**ESERCIZI DA SVOLGERE:**
1) Riproduci senza modifiche una parte del brano su «Once Upon a Time in China 3». Parti dalle parole "Intanto a Pechino" e fermati dopo "amorose) di Wong.".
2) Secondo il brano su «Once Upon a Time in China 3», quale titolo verrà assegnato al vincitore del torneo nazionale?
3) Riduci a un elenco puntato il paragrafo del brano su «Once Upon a Time in China 3» che inizia con "Siamo ai primissimi", conservandone i fatti principali.

**BRANO DI ESERCITAZIONE:**
__________________________________________________

Arriva in edicola il terzo episodio di una delle più celebri saghe del cinema marziale asiatico, quella cioè dedicata al medico-eroe popolare Wong Fei-hung e portata sullo schermo dalla coppia regista (Tsui Hark) - attore (Jet Li). “Bruce Lee e il grande cinema delle arti marziali”, serie targata Gazzetta dello Sport e Stefano Di Marino, presenta “Once Upon a Time in China 3” (Wong Fei Hung ji saam: Si wong jaang ba, 1993), pellicola che nelle intenzioni chiudeva un’ideale trilogia dedicata al personaggio: in realtà la saga era solo a metà!
Siamo ai primissimi e sanguinosi anni del Novecento cinese, dove protagonista è la massiccia invasione straniera che sta lentamente - ma regolarmente - calpestando i valori e le tradizioni di un antico paese. L’Imperatrice della morente Dinastia Qing decide di mostrare agli stranieri il fascino e la forza delle arti marziali cinesi, così organizza un torneo nazionale fra tutti i migliori combattenti e “lion dancers” (quelli cioè che eseguono antiche danze all’interno di un’enorme maschera rappresentante la testa di un leone): il vincitore sarà nominato “Re Leone”.
Intanto a Pechino arriva Wong Fei-hung (Jet Li) in visita al padre, occasione nella quale dovrebbe decidersi a informarlo delle intenzioni di sposare l’amata 13ª zia Siu-kwan (Rosamund Kwan). Questa è da sempre stregata dalle “magie” occidentali, tanto che accetta di buon grado una cinepresa dal diplomatico russo Tomanovskij, scatenando le gelosie (non solo amorose) di Wong.

__________________________________________________

**DATI IN ESAME:**
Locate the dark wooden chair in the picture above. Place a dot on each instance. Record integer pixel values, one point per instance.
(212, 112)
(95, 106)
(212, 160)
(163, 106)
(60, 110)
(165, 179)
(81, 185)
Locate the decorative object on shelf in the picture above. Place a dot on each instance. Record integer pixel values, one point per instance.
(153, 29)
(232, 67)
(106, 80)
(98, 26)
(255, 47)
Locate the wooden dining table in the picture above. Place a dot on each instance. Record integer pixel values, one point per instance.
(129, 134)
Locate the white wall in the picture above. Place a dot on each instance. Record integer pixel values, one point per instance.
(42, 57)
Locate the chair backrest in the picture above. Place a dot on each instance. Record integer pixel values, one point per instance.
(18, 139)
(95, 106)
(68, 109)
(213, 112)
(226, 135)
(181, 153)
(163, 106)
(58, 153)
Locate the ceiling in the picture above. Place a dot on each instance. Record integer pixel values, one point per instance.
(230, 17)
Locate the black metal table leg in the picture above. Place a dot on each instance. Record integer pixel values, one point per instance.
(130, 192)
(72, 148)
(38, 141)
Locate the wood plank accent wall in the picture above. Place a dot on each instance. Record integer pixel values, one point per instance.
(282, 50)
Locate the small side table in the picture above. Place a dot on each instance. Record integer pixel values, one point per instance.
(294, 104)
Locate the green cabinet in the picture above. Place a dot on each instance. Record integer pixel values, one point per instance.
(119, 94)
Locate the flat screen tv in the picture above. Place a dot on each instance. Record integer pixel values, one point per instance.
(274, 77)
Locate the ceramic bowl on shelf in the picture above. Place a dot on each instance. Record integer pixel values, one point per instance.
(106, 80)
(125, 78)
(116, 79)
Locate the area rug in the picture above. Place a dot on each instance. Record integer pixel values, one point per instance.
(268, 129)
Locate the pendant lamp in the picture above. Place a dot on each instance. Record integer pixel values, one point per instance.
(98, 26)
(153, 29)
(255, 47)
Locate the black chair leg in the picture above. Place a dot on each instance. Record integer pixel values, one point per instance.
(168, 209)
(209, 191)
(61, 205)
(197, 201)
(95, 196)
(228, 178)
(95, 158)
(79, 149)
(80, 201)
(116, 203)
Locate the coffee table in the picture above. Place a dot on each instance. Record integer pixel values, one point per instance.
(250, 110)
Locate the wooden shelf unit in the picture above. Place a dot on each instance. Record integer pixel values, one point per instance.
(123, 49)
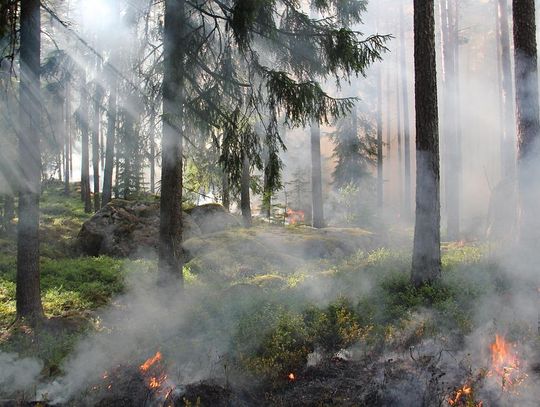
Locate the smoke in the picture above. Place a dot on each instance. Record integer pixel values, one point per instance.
(19, 374)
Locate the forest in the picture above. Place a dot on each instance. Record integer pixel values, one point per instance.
(269, 203)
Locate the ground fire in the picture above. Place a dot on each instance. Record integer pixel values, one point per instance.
(505, 364)
(295, 217)
(154, 374)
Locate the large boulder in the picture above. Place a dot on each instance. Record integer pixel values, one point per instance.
(131, 229)
(212, 218)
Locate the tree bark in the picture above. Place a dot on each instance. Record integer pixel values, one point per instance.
(171, 260)
(67, 136)
(316, 177)
(450, 118)
(399, 137)
(245, 204)
(380, 175)
(109, 149)
(95, 143)
(388, 117)
(508, 153)
(28, 291)
(85, 151)
(225, 195)
(406, 120)
(152, 142)
(9, 210)
(528, 121)
(426, 262)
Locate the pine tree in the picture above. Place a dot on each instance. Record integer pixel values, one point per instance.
(28, 292)
(528, 120)
(426, 263)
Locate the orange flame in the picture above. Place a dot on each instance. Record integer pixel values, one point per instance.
(295, 217)
(150, 362)
(505, 363)
(464, 397)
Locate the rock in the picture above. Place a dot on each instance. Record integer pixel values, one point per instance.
(130, 229)
(213, 218)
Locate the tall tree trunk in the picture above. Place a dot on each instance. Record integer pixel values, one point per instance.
(171, 260)
(388, 118)
(399, 134)
(450, 131)
(109, 149)
(152, 150)
(528, 121)
(267, 192)
(426, 262)
(28, 291)
(508, 153)
(245, 201)
(85, 151)
(67, 136)
(9, 210)
(406, 119)
(316, 177)
(225, 195)
(95, 143)
(380, 177)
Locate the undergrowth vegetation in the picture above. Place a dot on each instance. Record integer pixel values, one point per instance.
(275, 316)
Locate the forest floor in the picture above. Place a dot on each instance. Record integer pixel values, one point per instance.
(269, 318)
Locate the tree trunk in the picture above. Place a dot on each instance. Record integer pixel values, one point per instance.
(426, 262)
(67, 136)
(170, 228)
(316, 177)
(28, 291)
(380, 178)
(109, 149)
(450, 131)
(9, 210)
(399, 142)
(267, 192)
(95, 143)
(85, 154)
(528, 122)
(245, 204)
(152, 142)
(225, 196)
(406, 120)
(508, 153)
(388, 118)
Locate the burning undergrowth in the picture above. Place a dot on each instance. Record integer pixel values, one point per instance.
(388, 344)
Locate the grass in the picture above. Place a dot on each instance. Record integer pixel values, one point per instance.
(274, 310)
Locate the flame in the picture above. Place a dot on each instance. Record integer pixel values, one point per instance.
(295, 217)
(505, 363)
(150, 362)
(155, 377)
(464, 397)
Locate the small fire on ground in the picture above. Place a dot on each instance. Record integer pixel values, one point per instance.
(506, 368)
(295, 217)
(155, 377)
(506, 365)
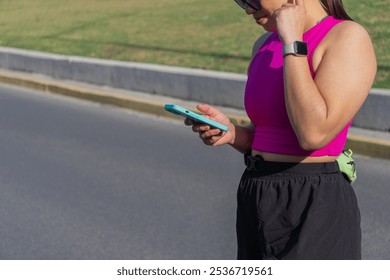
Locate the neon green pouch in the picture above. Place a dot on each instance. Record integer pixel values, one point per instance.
(347, 165)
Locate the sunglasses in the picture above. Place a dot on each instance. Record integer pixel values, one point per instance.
(254, 4)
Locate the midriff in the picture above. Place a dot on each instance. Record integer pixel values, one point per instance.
(290, 158)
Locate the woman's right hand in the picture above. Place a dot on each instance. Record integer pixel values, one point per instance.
(213, 136)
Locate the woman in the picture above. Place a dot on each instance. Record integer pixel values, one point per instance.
(310, 74)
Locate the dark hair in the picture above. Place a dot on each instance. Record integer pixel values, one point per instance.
(335, 8)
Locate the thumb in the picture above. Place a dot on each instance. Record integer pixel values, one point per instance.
(208, 110)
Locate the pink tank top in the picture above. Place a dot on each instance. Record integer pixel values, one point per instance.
(264, 97)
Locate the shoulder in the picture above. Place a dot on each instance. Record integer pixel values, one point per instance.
(259, 42)
(345, 42)
(346, 33)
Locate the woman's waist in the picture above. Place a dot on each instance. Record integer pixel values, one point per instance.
(275, 157)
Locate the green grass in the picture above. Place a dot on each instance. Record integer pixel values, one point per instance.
(204, 34)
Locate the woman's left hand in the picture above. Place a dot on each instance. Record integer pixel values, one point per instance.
(290, 21)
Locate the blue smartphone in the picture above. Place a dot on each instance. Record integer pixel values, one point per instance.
(175, 109)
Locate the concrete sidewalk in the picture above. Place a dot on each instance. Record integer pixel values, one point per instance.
(361, 141)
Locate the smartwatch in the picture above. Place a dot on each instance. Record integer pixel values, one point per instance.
(297, 48)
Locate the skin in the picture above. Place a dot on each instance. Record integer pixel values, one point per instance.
(318, 109)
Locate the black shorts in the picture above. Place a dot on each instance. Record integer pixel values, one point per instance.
(296, 211)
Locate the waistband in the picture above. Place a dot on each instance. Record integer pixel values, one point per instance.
(258, 164)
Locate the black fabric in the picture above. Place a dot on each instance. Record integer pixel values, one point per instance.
(297, 211)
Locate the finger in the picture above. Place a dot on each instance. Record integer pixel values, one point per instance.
(200, 128)
(210, 133)
(188, 122)
(208, 110)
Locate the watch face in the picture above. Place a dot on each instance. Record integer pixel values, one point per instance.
(301, 48)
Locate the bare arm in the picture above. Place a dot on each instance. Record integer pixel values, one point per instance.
(319, 109)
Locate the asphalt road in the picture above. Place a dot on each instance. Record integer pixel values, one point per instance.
(80, 180)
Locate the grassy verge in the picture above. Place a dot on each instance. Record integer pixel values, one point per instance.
(191, 33)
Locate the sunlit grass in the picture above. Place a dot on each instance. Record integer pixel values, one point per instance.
(204, 34)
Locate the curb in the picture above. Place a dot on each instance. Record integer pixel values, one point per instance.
(362, 145)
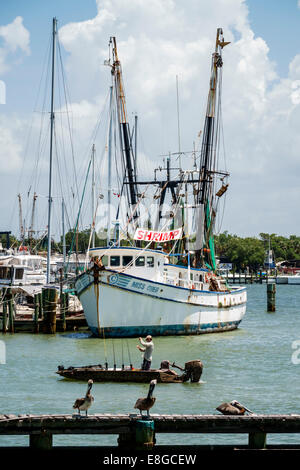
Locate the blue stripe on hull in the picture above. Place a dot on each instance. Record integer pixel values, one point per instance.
(136, 331)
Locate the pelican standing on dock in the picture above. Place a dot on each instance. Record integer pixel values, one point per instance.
(233, 408)
(83, 404)
(146, 403)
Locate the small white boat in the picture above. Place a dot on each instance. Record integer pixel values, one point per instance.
(136, 293)
(22, 270)
(288, 279)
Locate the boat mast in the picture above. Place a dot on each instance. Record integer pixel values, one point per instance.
(124, 127)
(31, 230)
(208, 161)
(109, 165)
(54, 24)
(93, 195)
(63, 233)
(22, 234)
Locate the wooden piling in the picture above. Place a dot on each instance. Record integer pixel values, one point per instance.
(4, 312)
(257, 440)
(140, 437)
(50, 296)
(10, 302)
(40, 298)
(36, 312)
(271, 295)
(41, 441)
(63, 307)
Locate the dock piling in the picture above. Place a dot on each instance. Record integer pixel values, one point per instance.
(271, 295)
(10, 301)
(41, 441)
(50, 296)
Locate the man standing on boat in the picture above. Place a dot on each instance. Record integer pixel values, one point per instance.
(147, 350)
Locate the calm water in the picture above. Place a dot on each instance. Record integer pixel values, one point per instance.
(252, 365)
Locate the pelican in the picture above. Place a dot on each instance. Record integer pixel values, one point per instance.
(148, 402)
(83, 404)
(233, 408)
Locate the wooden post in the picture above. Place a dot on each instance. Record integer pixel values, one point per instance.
(42, 441)
(271, 295)
(10, 300)
(40, 297)
(141, 436)
(36, 312)
(50, 296)
(257, 440)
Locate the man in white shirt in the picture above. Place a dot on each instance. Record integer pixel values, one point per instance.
(147, 350)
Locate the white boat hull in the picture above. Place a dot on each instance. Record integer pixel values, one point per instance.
(121, 305)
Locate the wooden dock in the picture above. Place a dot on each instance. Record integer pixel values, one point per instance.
(42, 428)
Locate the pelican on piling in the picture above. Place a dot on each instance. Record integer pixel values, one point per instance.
(233, 408)
(146, 403)
(83, 404)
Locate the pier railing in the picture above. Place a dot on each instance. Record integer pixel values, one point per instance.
(135, 433)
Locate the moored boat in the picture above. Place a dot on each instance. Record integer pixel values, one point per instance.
(98, 373)
(135, 290)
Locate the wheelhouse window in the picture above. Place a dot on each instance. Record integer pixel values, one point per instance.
(127, 260)
(115, 260)
(5, 273)
(140, 261)
(150, 261)
(104, 260)
(19, 273)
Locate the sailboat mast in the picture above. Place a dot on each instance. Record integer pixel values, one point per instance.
(54, 24)
(109, 165)
(63, 233)
(208, 160)
(124, 126)
(93, 195)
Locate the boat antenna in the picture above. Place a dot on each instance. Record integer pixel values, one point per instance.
(178, 122)
(93, 194)
(54, 25)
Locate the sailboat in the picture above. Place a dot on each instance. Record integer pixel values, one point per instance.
(139, 289)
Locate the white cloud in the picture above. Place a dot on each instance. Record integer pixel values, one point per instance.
(159, 40)
(16, 37)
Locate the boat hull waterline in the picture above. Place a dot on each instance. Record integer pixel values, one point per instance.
(121, 305)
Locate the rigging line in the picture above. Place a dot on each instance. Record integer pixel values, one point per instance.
(80, 206)
(94, 133)
(68, 118)
(35, 104)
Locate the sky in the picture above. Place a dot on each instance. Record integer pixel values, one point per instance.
(157, 41)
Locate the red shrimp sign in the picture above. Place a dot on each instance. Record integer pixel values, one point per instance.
(152, 236)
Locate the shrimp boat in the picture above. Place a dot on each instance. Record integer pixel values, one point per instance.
(165, 282)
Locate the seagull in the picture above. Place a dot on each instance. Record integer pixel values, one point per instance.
(233, 408)
(83, 404)
(148, 402)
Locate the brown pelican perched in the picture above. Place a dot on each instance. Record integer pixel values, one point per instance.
(148, 402)
(83, 404)
(233, 408)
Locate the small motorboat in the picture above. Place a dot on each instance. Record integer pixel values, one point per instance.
(191, 371)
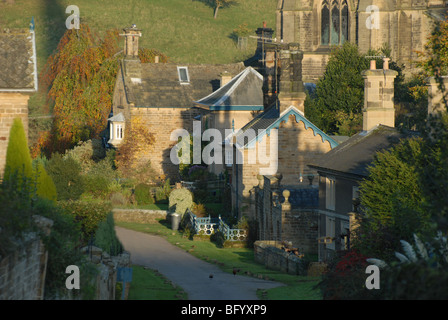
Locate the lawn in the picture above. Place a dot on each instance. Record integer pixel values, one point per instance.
(297, 287)
(148, 284)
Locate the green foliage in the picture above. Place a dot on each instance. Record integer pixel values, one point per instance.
(336, 104)
(18, 156)
(66, 174)
(88, 214)
(15, 210)
(44, 184)
(345, 278)
(143, 194)
(106, 238)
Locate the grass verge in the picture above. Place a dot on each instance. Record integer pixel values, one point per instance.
(148, 284)
(297, 287)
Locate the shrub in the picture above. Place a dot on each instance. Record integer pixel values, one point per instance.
(118, 199)
(345, 278)
(66, 174)
(88, 214)
(106, 238)
(18, 156)
(143, 194)
(96, 184)
(180, 200)
(44, 184)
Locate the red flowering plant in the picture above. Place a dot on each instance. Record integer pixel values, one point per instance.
(346, 277)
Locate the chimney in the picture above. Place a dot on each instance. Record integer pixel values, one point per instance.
(290, 87)
(225, 78)
(378, 96)
(132, 63)
(435, 101)
(131, 35)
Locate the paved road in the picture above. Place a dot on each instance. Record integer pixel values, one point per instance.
(187, 271)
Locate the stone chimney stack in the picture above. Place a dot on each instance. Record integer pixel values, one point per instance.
(131, 35)
(225, 78)
(290, 87)
(379, 96)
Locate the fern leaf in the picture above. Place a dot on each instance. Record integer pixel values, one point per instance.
(379, 263)
(421, 247)
(409, 251)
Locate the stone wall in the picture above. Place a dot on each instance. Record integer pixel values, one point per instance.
(138, 215)
(22, 273)
(12, 105)
(269, 254)
(162, 122)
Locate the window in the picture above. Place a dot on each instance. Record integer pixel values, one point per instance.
(183, 74)
(330, 193)
(119, 131)
(334, 22)
(355, 197)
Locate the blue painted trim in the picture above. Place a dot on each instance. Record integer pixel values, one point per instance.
(299, 117)
(236, 108)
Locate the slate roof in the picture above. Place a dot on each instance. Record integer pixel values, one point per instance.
(17, 60)
(353, 156)
(243, 92)
(160, 87)
(263, 123)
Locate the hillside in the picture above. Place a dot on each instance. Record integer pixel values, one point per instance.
(185, 30)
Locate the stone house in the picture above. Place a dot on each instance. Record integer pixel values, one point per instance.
(162, 95)
(316, 25)
(344, 167)
(18, 80)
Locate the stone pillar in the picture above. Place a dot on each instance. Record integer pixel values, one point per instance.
(378, 97)
(291, 90)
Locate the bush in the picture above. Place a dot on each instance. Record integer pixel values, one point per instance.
(143, 194)
(62, 245)
(88, 214)
(66, 174)
(180, 200)
(345, 278)
(106, 238)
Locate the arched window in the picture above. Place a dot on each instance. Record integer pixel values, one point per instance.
(334, 22)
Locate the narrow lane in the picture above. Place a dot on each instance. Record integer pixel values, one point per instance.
(187, 271)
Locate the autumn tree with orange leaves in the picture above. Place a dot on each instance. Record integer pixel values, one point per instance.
(80, 78)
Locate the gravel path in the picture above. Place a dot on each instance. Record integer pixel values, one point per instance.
(187, 271)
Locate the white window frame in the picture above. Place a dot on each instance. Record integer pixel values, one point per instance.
(186, 72)
(330, 193)
(355, 195)
(119, 131)
(330, 231)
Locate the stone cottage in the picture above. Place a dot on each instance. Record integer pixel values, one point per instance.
(316, 25)
(343, 168)
(18, 80)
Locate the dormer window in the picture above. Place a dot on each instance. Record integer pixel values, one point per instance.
(117, 126)
(183, 75)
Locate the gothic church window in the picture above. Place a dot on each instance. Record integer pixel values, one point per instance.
(334, 22)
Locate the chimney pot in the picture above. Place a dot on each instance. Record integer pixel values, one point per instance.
(386, 63)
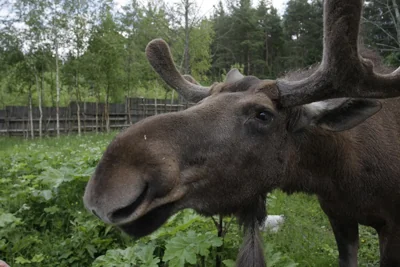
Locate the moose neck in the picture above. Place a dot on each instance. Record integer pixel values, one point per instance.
(317, 160)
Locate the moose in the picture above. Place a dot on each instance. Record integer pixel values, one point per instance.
(322, 132)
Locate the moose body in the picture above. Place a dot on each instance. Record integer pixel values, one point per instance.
(246, 137)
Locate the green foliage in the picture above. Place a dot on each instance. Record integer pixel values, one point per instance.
(184, 247)
(43, 221)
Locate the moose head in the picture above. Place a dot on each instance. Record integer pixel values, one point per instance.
(242, 139)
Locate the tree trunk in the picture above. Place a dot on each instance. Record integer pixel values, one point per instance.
(30, 113)
(155, 101)
(58, 94)
(39, 90)
(267, 53)
(78, 98)
(107, 109)
(186, 64)
(78, 114)
(397, 22)
(97, 115)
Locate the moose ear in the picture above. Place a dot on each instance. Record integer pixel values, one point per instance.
(336, 114)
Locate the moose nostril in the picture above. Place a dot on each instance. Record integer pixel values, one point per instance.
(125, 212)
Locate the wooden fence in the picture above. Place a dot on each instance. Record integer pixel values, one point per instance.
(15, 120)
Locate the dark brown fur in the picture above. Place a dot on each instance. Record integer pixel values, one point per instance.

__________________________________________________

**SOLUZIONI PER ESERCIZIO:**
1)
Intanto a Pechino arriva Wong Fei-hung (Jet Li) in visita al padre, occasione nella quale dovrebbe decidersi a informarlo delle intenzioni di sposare l’amata 13ª zia Siu-kwan (Rosamund Kwan). Questa è da sempre stregata dalle “magie” occidentali, tanto che accetta di buon grado una cinepresa dal diplomatico russo Tomanovskij, scatenando le gelosie (non solo amorose) di Wong.

2) Il vincitore sarà nominato "Re Leone".

3)
- Ambientazione: primissimi e sanguinosi anni del Novecento in Cina.
- Una massiccia invasione straniera calpesta lentamente ma regolarmente i valori e le tradizioni del paese.
- L'Imperatrice della morente Dinastia Qing vuole mostrare agli stranieri il fascino e la forza delle arti marziali cinesi.
- A questo scopo organizza un torneo nazionale tra i migliori combattenti e "lion dancers", che danzano dentro un'enorme maschera a forma di testa di leone.
- Il vincitore sarà nominato "Re Leone".